▶
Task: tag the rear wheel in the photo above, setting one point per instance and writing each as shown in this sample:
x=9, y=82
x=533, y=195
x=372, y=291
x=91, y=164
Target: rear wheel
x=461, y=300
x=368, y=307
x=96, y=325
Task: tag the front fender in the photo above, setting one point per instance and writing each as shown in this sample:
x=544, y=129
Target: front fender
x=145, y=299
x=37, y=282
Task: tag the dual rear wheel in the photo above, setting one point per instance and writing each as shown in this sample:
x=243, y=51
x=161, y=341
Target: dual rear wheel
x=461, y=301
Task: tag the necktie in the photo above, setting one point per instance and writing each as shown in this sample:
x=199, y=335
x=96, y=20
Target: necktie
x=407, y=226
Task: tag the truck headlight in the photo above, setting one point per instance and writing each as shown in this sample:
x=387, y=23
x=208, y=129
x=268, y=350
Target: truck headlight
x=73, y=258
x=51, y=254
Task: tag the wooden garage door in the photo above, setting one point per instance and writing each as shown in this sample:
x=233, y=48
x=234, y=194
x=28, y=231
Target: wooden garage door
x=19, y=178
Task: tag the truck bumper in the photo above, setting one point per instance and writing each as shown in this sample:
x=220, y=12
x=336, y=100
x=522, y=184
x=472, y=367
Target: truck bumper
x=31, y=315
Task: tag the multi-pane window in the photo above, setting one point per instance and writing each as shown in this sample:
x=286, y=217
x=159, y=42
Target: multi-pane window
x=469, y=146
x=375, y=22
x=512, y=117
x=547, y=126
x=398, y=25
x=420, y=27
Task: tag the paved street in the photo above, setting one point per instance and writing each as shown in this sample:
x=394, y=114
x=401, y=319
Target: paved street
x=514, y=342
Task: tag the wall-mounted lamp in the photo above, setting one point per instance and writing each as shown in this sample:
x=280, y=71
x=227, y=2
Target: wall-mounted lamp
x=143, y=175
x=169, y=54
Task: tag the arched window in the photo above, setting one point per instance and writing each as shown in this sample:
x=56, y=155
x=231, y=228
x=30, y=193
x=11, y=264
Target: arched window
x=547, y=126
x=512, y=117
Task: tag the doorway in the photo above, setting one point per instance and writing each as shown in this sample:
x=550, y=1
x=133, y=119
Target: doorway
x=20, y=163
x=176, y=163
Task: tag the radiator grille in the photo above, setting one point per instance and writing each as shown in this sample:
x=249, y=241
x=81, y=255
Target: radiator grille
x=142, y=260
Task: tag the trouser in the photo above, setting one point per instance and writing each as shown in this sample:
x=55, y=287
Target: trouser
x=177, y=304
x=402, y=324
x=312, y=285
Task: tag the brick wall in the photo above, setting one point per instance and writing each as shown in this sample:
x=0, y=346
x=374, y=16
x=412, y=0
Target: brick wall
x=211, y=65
◀
Reproduce verbatim the lines beginning with the line that contains "Task: tag the wooden" and continuing through the line that contains "x=169, y=54", both of those lines included.

Solution to this exercise:
Task: tag the wooden garage door in the photo above, setting one point per instance and writing each as shown in this sample:
x=233, y=48
x=234, y=194
x=28, y=231
Target: wooden garage door
x=19, y=178
Task: tag the truck bumper in the photo above, setting one point per instance and writing each as shown in this sample:
x=220, y=12
x=336, y=100
x=522, y=184
x=472, y=367
Target: truck bumper
x=31, y=315
Task: tag the multi-pane window in the photo above, setting one point per instance and writing each as shown in this sample:
x=286, y=217
x=159, y=42
Target: multi-pane window
x=469, y=146
x=375, y=22
x=512, y=117
x=547, y=126
x=398, y=25
x=420, y=27
Task: tag the paved street in the photo above, setting one point per instance and writing each as shown in this sample:
x=394, y=114
x=401, y=319
Target: paved street
x=514, y=342
Task: tag the wall-mounted lamp in the photo above, setting one point per instance and writing each as shown in this sample:
x=280, y=71
x=227, y=2
Target: wall-mounted lamp
x=143, y=175
x=169, y=54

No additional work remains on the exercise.